## TEXT PASSAGE
Rails console messages were pretty clear it did not want anything to do with these random POST requests:

Started POST "/wordpress/" for 192.138.20.248 at 2016-07-09 15:05:30 -0500
Cannot render console from 192.138.20.248! Allowed networks: 216.80.113.156, 127.0.0.0/127.255.255.255, ::1
Processing by WordpressesController#create as */*
  Parameters: {"version"=>"4.5.3", "release_date(1i)"=>"2016", "release_date(2i)"=>"06", "release_date(3i)"=>"21"}
Can't verify CSRF token authenticity.
Completed 422 Unprocessable Entity in 1ms (ActiveRecord: 0.0ms)



ActionController::InvalidAuthenticityToken (ActionController::InvalidAuthenticityToken):

actionpack (5.0.0) lib/action_controller/metal/request_forgery_protection.rb:195:in `handle_unverified_request'
actionpack (5.0.0) lib/action_controller/metal/request_forgery_protection.rb:223:in `handle_unverified_request'
actionpack (5.0.0) lib/action_controller/metal/request_forgery_protection.rb:218:in `verify_authenticity_token'

So inspecting the /wordpress/new page, there are those fields in the request, utf8, authenticity_token, and commit=”Create Wordpress”, the first two as hidden inputs , the last as the commit action (submit button). Do I need to grab this authenticity token for each post? Should I be using seeds.rb instead for this (you might say yes, you might be right). Let’s continue down the resisting path and loop this curl one more time.

## DATA BLOCK

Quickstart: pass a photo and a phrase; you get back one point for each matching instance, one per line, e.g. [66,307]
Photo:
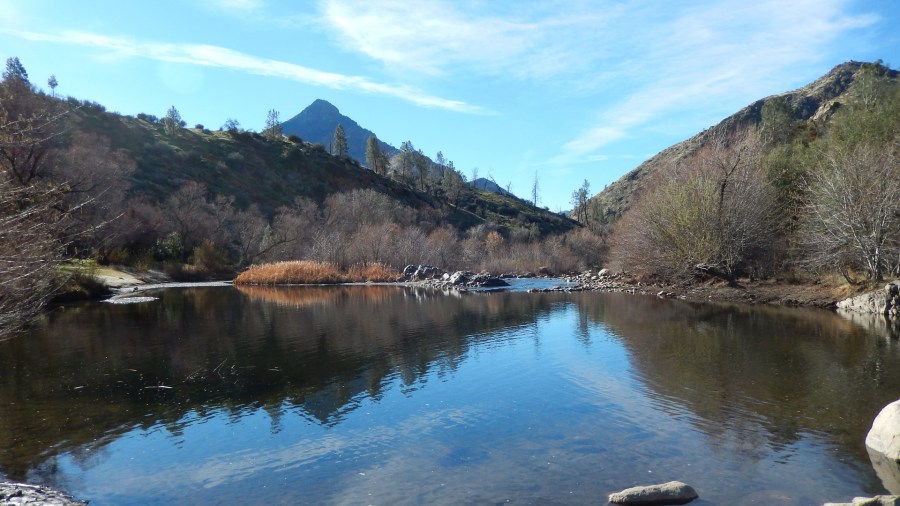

## SHORT TASK
Answer these questions from the text on the rejected Rails POST requests.
1. With what status code and message did the request complete?
2. Which controller and action processed the request?
3. Which fields on the /wordpress/new page are hidden inputs?

## RESPONSE TO THIS TASK
1. 422 Unprocessable Entity
2. WordpressesController#create
3. utf8 and authenticity_token